Reproduce, word for word, the lines of the records starting with the line that contains "Do you spot any front bumper" and continuing through the line that contains "[122,107,228,119]", including both of those lines.
* START *
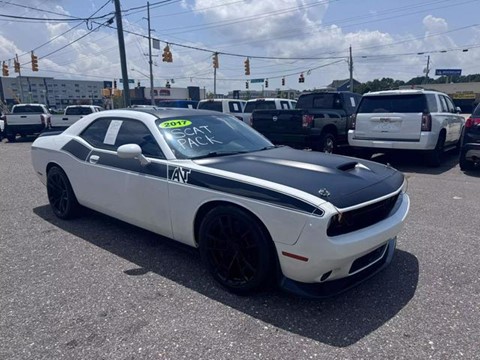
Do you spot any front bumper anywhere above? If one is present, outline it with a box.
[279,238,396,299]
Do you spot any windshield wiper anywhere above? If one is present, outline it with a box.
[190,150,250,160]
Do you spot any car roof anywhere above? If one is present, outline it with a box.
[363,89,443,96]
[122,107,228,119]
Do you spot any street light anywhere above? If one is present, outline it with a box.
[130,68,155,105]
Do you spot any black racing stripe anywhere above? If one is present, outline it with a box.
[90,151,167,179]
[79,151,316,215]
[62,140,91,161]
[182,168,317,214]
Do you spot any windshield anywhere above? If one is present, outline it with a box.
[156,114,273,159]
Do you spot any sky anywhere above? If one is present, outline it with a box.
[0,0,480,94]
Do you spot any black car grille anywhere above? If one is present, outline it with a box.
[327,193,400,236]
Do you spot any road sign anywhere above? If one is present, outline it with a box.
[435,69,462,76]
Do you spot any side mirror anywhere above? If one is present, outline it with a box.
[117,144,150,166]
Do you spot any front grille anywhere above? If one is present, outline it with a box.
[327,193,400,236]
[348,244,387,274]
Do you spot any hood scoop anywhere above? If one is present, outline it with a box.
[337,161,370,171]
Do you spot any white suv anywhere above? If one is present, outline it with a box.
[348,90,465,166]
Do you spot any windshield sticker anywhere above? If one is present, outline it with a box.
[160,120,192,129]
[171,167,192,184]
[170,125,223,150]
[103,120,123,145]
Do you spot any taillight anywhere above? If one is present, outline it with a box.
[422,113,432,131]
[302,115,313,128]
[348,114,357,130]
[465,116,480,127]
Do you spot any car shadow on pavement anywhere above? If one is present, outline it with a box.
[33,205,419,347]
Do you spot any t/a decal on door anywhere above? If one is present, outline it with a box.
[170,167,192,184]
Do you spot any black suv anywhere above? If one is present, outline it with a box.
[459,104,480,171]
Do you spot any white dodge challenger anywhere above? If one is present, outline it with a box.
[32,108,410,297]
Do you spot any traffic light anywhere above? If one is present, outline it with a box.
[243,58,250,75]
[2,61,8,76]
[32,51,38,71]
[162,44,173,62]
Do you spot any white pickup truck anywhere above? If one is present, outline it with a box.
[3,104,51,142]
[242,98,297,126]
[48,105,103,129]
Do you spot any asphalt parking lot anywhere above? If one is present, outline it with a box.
* END *
* START *
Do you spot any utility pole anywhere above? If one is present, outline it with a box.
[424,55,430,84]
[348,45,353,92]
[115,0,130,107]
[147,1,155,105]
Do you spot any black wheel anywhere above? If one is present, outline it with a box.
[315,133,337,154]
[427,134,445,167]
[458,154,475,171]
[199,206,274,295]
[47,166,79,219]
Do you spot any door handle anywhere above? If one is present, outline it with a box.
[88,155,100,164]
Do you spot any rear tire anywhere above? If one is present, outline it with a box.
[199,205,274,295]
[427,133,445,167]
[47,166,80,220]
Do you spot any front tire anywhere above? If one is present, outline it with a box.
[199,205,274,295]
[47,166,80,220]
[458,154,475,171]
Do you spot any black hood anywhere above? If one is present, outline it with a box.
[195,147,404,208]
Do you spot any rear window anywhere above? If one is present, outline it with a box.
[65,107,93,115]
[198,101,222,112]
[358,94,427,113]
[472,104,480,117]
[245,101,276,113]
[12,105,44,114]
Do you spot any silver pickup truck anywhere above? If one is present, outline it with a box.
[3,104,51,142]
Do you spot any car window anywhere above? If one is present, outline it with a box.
* END *
**Solution below:**
Do you spot any front bumper anywhere above? If one is present, outline it with a box.
[279,238,396,299]
Do you spot any windshield wiper anywhere above? If one is present, outline it with a box.
[190,150,250,160]
Do you spot any car roof anywhere above? If one is present, outline it with a box.
[363,89,443,96]
[122,107,228,119]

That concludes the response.